[[ RECORDS PROVIDED, beginning ]]
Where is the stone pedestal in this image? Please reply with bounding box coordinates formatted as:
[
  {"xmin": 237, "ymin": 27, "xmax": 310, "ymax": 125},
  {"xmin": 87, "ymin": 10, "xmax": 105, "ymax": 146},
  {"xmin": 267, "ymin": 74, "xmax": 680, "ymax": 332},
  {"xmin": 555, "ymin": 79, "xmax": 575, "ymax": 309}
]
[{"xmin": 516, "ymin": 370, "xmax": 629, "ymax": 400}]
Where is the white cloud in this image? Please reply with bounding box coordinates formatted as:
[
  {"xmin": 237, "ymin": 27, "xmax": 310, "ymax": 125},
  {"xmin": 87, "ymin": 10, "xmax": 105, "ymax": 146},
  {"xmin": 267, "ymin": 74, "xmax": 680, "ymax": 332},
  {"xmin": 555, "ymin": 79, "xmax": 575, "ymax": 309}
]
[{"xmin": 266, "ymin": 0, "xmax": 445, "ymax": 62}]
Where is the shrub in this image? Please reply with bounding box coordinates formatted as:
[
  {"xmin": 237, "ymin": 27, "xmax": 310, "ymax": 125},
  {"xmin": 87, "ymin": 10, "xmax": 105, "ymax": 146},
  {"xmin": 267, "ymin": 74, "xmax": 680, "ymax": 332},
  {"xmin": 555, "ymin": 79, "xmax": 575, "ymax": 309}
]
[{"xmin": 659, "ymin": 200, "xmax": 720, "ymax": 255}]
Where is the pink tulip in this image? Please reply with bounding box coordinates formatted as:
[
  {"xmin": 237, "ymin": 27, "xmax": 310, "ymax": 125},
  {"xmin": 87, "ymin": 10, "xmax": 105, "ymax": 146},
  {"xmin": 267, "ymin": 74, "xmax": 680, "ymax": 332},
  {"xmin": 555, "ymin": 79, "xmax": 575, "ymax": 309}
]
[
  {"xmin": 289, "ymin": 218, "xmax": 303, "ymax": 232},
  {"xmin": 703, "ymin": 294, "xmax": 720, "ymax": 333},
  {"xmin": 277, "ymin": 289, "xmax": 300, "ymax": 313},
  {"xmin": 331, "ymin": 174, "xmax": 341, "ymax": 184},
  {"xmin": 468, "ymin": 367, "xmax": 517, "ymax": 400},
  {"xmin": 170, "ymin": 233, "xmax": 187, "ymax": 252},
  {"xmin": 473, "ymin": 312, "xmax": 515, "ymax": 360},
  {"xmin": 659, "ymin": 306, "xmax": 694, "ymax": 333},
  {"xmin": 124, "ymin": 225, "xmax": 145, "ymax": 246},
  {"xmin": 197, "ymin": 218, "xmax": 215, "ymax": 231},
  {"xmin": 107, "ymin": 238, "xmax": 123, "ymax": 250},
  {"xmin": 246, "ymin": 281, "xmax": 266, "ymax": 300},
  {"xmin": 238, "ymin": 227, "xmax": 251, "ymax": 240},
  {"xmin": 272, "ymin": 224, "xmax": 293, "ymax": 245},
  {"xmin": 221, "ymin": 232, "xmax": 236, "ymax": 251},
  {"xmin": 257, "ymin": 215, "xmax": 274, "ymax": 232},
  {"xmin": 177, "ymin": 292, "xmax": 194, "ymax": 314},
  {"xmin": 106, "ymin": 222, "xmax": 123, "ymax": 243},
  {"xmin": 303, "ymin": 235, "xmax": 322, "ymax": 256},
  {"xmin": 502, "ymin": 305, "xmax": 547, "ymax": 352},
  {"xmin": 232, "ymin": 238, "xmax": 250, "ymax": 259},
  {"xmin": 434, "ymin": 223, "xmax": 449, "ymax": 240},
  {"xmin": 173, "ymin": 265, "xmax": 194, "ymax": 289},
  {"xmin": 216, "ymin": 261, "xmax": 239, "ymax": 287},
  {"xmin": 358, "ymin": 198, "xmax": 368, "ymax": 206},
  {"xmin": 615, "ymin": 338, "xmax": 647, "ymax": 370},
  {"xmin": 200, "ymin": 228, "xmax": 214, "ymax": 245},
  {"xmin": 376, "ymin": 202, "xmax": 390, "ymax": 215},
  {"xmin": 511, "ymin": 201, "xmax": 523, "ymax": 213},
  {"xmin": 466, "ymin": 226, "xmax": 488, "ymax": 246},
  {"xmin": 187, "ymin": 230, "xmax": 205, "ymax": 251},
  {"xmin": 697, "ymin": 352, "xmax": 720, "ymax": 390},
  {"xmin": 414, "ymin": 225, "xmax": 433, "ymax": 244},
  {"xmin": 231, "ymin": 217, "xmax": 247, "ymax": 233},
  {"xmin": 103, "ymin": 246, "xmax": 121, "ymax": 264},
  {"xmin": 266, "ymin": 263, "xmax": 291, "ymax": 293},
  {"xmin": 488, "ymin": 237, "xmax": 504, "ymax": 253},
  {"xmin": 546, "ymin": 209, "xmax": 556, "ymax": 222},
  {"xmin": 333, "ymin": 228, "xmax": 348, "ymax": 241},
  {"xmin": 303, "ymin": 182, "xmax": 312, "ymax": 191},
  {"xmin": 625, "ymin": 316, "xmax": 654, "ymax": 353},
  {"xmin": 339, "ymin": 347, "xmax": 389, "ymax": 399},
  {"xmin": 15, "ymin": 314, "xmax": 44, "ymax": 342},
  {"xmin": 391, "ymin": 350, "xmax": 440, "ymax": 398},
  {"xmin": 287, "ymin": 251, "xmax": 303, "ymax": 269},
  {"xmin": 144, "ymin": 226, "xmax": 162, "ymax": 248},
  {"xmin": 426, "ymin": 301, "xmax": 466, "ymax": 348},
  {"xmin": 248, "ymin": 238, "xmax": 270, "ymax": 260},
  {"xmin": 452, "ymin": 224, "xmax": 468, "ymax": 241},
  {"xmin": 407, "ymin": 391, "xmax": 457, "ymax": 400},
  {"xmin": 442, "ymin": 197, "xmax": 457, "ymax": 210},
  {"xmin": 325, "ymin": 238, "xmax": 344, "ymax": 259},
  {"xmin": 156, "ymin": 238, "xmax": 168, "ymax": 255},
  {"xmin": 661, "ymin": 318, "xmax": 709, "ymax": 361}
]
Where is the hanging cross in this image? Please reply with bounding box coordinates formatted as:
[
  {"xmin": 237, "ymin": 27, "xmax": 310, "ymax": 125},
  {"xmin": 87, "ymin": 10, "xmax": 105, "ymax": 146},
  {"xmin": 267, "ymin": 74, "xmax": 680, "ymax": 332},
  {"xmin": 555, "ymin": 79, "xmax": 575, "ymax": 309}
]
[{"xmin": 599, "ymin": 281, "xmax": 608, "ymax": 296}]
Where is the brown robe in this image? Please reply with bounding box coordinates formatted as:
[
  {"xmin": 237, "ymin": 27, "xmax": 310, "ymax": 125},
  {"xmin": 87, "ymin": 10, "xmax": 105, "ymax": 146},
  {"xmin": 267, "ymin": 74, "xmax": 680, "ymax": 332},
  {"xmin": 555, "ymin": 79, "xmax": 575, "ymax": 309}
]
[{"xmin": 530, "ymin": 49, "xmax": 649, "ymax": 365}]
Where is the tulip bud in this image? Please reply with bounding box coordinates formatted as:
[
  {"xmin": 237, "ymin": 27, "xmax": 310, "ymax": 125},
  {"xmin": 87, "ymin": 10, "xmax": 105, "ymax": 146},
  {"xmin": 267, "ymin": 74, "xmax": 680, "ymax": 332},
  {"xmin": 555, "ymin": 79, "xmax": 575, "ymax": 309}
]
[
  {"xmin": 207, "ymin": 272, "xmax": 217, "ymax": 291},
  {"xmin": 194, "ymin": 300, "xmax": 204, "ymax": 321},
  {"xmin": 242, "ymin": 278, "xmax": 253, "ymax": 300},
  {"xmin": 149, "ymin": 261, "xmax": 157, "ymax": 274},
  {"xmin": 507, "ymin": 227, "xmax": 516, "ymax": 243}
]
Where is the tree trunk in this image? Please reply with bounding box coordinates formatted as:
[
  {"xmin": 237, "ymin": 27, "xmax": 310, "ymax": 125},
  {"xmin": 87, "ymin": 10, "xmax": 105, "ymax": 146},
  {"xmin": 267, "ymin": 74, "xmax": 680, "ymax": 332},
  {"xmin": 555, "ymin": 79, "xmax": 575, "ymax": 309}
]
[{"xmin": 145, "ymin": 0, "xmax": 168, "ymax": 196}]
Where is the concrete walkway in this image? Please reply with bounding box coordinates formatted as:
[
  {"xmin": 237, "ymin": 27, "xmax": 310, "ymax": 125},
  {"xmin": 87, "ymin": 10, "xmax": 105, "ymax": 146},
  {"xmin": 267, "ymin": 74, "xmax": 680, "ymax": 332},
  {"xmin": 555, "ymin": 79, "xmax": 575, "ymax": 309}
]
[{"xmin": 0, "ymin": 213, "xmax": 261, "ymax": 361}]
[[ RECORDS PROVIDED, end ]]
▸ TASK BRIEF: From the records above, return each line where "tulip" occurs.

▸ EXERCISE SOLUTION:
Where is the pink tulip in this image? Please reply with bounding box coordinates formatted as:
Where is the tulip bud in this image? Please reply with bounding box coordinates formatted as:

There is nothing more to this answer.